Collection entries

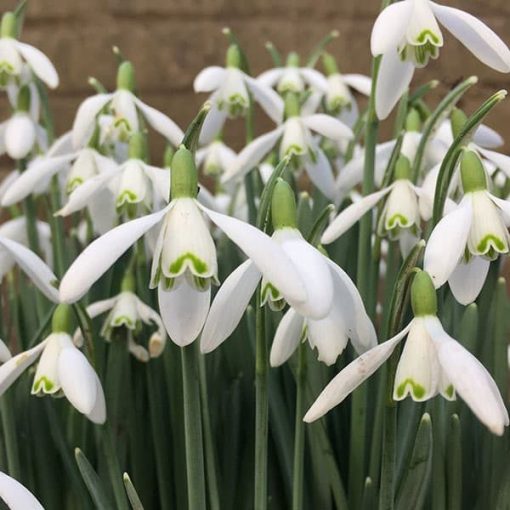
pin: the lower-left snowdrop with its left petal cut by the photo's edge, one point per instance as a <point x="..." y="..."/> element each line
<point x="62" y="368"/>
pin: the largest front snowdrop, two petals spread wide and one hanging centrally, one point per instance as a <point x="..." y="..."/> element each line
<point x="184" y="263"/>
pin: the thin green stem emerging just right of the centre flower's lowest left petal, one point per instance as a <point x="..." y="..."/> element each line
<point x="299" y="436"/>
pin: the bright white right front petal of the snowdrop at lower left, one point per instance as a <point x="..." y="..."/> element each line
<point x="78" y="379"/>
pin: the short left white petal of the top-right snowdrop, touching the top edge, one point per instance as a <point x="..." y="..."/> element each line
<point x="390" y="27"/>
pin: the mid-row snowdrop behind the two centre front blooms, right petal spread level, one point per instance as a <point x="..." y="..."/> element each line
<point x="296" y="139"/>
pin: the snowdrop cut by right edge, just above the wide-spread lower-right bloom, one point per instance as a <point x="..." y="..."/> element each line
<point x="466" y="239"/>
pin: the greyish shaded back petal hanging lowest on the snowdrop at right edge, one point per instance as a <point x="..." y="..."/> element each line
<point x="467" y="280"/>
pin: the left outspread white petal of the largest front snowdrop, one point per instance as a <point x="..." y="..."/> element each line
<point x="95" y="260"/>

> Directions for this task:
Once the pictures are set aside, restate the remaining data above exactly.

> Result of this exercise:
pin: the lower-left snowdrop with its left petal cut by the photo's edge, one point per instance as a <point x="..." y="..."/> element each line
<point x="62" y="368"/>
pin: the largest front snowdrop, two petals spread wide and one hanging centrally, one point per instance as a <point x="..." y="..."/> element each line
<point x="184" y="263"/>
pin: the thin green stem emerging just right of the centre flower's lowest left petal, one point per instance as a <point x="..." y="..."/> element each line
<point x="299" y="436"/>
pin: the bright white right front petal of the snowdrop at lower left, one point per instance as a <point x="..." y="..."/> element each line
<point x="78" y="379"/>
pin: the short left white petal of the top-right snowdrop, touching the top edge, one point per instance as a <point x="..." y="..."/> element each line
<point x="390" y="27"/>
pin: the mid-row snowdrop behind the two centre front blooms, right petal spread level, one point per instance as a <point x="..." y="..."/> element each line
<point x="296" y="139"/>
pin: the snowdrop cut by right edge, just above the wide-spread lower-right bloom, one point per instance as a <point x="..." y="..."/> element each line
<point x="466" y="239"/>
pin: the greyish shaded back petal hanging lowest on the snowdrop at right edge, one point per instance as a <point x="..." y="..."/> element each line
<point x="467" y="280"/>
pin: the left outspread white petal of the largest front snowdrop, one point per instance as a <point x="..." y="..."/> element each line
<point x="95" y="260"/>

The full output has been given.